_WRITTEN TASK_:
Render the records below as a two-column CSV with the header row record_text,answer and one row per record. Put each field in double quotes, and replace every line break inside a field with a space.

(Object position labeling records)
################
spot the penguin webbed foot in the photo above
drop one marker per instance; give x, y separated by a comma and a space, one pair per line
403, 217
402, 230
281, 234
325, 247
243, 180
################
_FINAL RESULT_:
record_text,answer
"spot the penguin webbed foot in the photo above drop one marker per instance; give x, y separated by a comma and a space, one pair per line","403, 217 402, 230 281, 234 325, 247 243, 180"